* OBJECTIVE:
Copy out exactly the lines from the line containing "197, row 222." to the end of the listing.

-- begin --

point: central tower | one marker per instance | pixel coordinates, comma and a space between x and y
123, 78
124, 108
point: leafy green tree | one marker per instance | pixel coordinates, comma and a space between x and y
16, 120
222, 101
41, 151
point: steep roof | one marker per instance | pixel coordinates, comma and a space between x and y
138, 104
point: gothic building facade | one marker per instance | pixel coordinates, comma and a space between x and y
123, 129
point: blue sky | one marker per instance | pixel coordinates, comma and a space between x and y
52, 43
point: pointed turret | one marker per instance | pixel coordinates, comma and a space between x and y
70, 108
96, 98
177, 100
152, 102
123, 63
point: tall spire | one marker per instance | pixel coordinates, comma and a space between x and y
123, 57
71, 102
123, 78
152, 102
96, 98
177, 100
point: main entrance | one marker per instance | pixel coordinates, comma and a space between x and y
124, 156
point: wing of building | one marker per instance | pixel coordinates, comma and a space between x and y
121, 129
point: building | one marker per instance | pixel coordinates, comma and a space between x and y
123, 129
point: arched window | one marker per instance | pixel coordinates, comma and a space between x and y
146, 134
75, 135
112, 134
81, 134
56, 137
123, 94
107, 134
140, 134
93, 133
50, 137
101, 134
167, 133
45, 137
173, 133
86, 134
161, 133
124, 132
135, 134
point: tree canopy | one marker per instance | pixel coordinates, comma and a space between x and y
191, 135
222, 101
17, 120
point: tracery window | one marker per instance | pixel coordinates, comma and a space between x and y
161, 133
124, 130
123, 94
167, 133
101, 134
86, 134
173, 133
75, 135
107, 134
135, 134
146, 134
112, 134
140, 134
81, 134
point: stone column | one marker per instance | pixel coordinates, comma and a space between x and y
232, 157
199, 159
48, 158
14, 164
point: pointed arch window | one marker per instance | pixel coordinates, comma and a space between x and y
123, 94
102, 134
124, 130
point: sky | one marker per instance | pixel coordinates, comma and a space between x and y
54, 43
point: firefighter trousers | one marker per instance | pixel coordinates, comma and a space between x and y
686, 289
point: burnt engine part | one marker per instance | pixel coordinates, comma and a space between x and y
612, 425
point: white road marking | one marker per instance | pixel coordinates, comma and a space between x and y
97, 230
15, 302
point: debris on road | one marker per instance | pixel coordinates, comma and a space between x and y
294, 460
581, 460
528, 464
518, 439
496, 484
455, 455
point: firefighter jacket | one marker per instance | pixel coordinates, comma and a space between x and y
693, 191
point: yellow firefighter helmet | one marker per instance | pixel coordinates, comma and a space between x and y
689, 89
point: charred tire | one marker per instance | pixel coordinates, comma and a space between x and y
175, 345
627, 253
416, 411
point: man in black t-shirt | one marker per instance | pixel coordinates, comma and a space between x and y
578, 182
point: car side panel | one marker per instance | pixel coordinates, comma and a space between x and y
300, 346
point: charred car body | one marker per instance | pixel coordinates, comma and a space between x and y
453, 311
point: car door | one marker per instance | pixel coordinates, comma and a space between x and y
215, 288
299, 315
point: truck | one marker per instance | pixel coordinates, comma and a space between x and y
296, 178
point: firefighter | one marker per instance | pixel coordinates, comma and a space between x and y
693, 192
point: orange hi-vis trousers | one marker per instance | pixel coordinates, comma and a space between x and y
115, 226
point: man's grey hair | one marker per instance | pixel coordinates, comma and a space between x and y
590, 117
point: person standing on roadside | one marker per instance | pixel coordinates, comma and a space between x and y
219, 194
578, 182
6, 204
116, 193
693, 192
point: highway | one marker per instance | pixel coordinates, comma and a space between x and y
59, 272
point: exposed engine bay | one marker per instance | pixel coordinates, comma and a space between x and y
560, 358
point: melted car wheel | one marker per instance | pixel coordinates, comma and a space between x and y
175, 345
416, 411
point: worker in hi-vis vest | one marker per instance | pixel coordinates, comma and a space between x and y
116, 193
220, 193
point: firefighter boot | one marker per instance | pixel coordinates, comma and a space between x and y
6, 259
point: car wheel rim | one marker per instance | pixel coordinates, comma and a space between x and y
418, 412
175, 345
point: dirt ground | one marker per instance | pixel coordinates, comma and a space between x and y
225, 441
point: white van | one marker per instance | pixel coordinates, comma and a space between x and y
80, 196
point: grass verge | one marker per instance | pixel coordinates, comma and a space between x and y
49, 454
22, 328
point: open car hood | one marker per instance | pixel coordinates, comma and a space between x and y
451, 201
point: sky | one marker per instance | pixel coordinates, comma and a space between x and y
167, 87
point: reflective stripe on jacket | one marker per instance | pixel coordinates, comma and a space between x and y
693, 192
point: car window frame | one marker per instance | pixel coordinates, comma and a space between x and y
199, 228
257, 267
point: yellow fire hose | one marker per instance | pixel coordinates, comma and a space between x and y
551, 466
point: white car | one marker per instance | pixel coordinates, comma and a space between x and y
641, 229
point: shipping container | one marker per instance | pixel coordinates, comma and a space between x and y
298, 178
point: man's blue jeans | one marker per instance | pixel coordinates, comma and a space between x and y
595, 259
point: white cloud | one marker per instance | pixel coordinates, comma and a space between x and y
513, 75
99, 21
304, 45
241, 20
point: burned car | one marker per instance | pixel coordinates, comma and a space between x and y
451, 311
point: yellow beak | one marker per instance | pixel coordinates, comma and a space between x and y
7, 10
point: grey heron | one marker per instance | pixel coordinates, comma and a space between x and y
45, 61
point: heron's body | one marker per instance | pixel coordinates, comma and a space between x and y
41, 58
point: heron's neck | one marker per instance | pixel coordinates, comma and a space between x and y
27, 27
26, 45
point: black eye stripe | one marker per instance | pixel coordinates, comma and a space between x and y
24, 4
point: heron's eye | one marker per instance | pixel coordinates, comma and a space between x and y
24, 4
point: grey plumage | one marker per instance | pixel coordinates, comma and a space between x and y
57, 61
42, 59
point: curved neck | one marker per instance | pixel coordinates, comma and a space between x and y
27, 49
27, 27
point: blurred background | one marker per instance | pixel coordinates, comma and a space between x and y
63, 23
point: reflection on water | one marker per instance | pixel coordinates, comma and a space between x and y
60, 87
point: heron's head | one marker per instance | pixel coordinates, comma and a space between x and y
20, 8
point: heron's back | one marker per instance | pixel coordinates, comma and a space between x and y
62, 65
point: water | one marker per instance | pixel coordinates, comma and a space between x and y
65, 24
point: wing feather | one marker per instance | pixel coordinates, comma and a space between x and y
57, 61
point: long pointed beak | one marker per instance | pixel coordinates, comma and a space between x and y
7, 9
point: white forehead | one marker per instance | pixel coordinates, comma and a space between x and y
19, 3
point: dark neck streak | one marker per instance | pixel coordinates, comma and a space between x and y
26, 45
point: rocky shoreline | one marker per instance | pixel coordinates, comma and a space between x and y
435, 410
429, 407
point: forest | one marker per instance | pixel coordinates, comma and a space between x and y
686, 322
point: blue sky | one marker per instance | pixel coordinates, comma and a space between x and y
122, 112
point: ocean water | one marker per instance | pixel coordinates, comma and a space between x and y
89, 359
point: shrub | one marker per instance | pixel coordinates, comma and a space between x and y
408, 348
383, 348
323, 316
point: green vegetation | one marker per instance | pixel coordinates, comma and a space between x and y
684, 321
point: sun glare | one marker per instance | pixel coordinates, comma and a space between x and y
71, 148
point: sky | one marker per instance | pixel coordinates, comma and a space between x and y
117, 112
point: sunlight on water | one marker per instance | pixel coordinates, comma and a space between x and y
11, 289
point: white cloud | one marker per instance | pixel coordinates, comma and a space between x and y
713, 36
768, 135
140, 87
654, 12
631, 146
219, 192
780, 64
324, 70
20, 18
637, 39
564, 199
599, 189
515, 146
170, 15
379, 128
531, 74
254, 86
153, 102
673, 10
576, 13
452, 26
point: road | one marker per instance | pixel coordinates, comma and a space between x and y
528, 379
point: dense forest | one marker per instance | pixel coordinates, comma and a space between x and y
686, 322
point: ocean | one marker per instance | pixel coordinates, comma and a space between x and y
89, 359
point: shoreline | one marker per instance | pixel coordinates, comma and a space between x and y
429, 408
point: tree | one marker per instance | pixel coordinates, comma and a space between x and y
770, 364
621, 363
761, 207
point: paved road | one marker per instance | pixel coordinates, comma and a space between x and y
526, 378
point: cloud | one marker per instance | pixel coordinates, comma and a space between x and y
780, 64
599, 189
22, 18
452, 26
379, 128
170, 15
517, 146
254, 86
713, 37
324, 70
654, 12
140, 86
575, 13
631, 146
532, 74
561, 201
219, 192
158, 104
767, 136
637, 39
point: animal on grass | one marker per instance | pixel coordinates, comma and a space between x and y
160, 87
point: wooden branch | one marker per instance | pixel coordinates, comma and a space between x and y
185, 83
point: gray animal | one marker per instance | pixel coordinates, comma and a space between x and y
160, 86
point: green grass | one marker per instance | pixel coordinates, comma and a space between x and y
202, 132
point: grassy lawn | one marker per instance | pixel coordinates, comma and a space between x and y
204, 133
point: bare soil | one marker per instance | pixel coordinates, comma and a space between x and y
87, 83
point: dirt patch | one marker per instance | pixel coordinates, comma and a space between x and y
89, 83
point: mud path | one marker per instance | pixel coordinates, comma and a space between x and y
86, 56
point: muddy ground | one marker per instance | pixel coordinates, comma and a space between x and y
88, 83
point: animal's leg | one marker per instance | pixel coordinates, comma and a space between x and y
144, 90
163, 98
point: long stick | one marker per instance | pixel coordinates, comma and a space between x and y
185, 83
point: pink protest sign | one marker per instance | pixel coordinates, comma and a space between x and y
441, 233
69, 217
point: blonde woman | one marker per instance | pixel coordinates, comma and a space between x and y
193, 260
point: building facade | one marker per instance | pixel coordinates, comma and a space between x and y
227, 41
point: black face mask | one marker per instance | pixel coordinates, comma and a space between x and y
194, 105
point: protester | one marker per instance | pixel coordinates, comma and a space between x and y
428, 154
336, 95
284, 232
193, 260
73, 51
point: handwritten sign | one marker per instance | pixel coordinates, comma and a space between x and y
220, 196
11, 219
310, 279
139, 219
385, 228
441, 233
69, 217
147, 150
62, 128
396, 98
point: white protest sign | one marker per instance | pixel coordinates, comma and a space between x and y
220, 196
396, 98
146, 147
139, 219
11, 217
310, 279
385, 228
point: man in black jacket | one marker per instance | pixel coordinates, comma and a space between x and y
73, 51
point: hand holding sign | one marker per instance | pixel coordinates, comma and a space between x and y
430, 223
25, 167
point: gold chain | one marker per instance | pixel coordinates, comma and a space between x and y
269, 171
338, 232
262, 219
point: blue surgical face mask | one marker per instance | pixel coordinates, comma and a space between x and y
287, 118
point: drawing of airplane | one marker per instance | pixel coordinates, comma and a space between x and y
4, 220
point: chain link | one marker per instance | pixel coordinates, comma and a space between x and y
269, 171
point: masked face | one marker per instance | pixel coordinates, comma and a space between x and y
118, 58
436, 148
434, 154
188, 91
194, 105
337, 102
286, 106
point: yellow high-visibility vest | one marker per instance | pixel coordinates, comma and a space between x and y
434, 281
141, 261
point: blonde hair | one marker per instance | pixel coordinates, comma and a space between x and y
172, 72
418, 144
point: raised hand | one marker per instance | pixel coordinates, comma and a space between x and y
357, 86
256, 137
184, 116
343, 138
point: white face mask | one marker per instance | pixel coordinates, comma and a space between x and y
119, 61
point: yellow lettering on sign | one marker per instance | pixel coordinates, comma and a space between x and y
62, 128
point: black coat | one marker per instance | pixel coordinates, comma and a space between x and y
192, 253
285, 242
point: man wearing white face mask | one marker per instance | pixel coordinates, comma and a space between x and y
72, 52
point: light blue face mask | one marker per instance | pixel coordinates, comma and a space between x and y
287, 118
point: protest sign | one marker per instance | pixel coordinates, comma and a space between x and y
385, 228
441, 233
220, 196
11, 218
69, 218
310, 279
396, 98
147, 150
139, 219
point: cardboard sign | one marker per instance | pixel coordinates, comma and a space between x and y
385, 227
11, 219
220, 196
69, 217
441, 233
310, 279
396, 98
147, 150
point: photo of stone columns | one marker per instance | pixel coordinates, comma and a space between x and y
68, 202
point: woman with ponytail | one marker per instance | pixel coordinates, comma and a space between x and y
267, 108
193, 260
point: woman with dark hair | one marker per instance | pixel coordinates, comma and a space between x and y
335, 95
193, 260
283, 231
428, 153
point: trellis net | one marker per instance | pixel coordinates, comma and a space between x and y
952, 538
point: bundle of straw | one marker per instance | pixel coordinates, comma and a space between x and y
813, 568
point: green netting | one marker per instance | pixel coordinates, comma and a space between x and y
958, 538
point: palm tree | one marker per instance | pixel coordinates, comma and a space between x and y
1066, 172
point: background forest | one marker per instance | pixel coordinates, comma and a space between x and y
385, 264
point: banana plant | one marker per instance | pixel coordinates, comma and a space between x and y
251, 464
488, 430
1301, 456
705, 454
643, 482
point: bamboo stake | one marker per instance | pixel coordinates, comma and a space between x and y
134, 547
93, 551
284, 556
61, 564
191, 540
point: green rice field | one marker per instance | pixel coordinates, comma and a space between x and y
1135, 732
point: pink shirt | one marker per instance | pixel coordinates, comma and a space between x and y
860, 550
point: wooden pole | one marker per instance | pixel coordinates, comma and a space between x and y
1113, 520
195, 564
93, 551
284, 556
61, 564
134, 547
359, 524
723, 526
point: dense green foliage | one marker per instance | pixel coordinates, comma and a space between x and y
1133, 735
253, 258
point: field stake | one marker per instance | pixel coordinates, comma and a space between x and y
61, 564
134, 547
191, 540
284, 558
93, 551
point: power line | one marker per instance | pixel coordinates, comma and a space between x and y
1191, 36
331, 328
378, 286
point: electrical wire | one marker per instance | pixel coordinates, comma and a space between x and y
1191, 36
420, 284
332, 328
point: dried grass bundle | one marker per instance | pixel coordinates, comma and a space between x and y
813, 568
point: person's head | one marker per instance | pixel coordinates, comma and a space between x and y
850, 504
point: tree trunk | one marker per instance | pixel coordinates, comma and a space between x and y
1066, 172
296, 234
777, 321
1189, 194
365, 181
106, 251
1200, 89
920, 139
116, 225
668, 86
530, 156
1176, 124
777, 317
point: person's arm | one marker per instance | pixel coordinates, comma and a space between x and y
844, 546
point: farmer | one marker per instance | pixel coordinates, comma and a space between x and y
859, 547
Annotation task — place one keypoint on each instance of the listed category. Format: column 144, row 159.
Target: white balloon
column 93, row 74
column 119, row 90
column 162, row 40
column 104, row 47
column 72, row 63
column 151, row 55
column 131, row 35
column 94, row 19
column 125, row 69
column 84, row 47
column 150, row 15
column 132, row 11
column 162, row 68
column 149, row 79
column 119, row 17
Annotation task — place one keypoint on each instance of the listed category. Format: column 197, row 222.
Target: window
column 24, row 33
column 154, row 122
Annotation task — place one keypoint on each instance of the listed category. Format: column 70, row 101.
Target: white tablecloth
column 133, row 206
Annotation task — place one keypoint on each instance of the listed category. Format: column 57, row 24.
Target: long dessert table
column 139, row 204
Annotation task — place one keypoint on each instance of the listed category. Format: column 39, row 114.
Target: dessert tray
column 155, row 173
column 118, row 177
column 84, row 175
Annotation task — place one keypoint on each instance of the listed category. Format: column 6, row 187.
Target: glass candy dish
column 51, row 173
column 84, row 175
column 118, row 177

-- end --

* EXERCISE SOLUTION:
Annotation task — place one keypoint on each instance of the listed category. Format: column 197, row 222.
Target: window
column 24, row 33
column 154, row 122
Annotation task — place one keypoint on each instance of the listed category. Format: column 70, row 101.
Target: white tablecloth
column 133, row 206
Annotation task — place one keypoint on each instance of the listed category. Format: column 57, row 24.
Target: long dessert table
column 139, row 204
Annotation task — place one keypoint on each instance of the listed category. Format: column 39, row 114.
Target: dessert tray
column 155, row 173
column 118, row 177
column 84, row 175
Annotation task — place one keypoint on each instance of the listed category. Format: column 6, row 187.
Target: glass candy dish
column 51, row 173
column 84, row 175
column 118, row 177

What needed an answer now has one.